____ Given data
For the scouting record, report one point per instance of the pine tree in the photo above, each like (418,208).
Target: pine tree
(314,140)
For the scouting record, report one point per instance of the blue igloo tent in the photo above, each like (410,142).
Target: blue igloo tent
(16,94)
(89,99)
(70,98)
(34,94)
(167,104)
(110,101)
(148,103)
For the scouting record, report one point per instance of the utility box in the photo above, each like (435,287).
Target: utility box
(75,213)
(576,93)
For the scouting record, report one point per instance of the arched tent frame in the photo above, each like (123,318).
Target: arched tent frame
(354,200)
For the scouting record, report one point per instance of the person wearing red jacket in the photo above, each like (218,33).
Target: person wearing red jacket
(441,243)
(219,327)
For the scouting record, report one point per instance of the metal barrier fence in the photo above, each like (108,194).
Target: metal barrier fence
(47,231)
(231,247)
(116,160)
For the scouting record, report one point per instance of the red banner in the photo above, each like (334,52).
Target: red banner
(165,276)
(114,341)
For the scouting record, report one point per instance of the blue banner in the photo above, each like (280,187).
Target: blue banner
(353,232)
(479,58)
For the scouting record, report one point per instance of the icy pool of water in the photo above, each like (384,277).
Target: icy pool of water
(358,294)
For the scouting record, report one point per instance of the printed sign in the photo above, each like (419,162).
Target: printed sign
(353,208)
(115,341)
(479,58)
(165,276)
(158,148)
________
* Problem statement *
Print all of the lines above again, unchanged and in the same order, from the first one to the last.

* Solution to the exercise *
For the scouting record, report one point per instance of the pine tree in the photo above, each like (418,208).
Target: pine tree
(314,140)
For the scouting record, report one point per instance of the blue igloo tent in the photo above, each like (410,142).
Target: blue igloo tent
(16,94)
(89,99)
(70,98)
(34,94)
(167,104)
(110,101)
(148,103)
For the scouting record, report one point per instance of the utility box in the photo above, each like (435,287).
Target: utility box
(75,213)
(576,93)
For the scouting record, report one point per instance of the arched tent frame in the photo above, each like (123,318).
Target: arched tent frame
(354,200)
For the scouting record, report one point per instance of the person wearing red jacket in the photo above, each like (218,33).
Target: person wearing red jacket
(441,243)
(219,327)
For the scouting record, report one point per instance of the metal barrier fence in the photo above, each like (108,194).
Target: metal barrier fence
(47,231)
(231,247)
(116,160)
For the scouting record, report one point per instance of the red banner in the photo above, each like (334,52).
Target: red banner
(165,276)
(114,341)
For the scouting record, report one point per instance of the blue banner in the photo above, each like (280,187).
Target: blue banner
(353,232)
(479,58)
For the scouting record, report one point per instance of the icy pool of water in the photo above, each like (384,277).
Target: icy pool of water
(358,294)
For the scouting record, report one point per instance of the printed sign in the photo above, each like (419,162).
Target: printed sign
(353,208)
(115,341)
(479,58)
(165,276)
(158,148)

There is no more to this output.